* Begin Selected text *
Which two statements?   And how do you come to that conclusion, unless you’re suggested that all queries from particular server are equally slow?  ;)


>> My conjecture is that, once we have the indexes for filtering (e),
>> they can be used for sorting (d).  At least, that’s the way it works
>> with some DB-backends I’m familiar with...
> 
> This is one implementation strategy.  We should not design the
> standard around one implementation.

Please elucidate how this isn’t the case.

While a true statement, it’s an unfair implication, as pretty much *everything* I’ve written on this thread has been about trying to enable servers with various DB-backends to express which parts of the solution they can support.   Apparently some backends don’t support “sorts” while others do; some backends can support full Xpath while other can’t, etc.   All this means to me is that we need to define the necessary features and/or node-tags or whatever to enable each to advertise what it can do best, or at all.

If the WG wants the lowest-common denominator, we will likely end up with just ‘a', ‘b', and a heavily redacted Xpath for ‘e’.  I’m hoping that we can do better than that, but I’m also okay with leaving it to each solution can then create proprietary extensions/node-tags, if that is the WG consensus.


> I agree that this can be useful.  But as has been pointed out earlier
> in this thread, sorting implies a stateful solution which will consume
> more resources and probably comes with some additional complexity.

True, except I think the augment was in *favor* of doing that, at least in some cases.
* End Selected text *
# What you will do:
In the message above, find every single letter shown inside parentheses or quotation marks, and list each one once in the order it first appears. The listing that follows is separate material, not part of the message above.
* Begin Data shown *
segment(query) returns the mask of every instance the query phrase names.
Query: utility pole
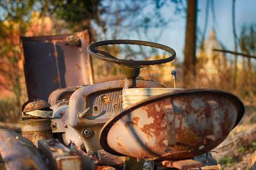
* End Data shown *
# Finished task:
e, d, a, b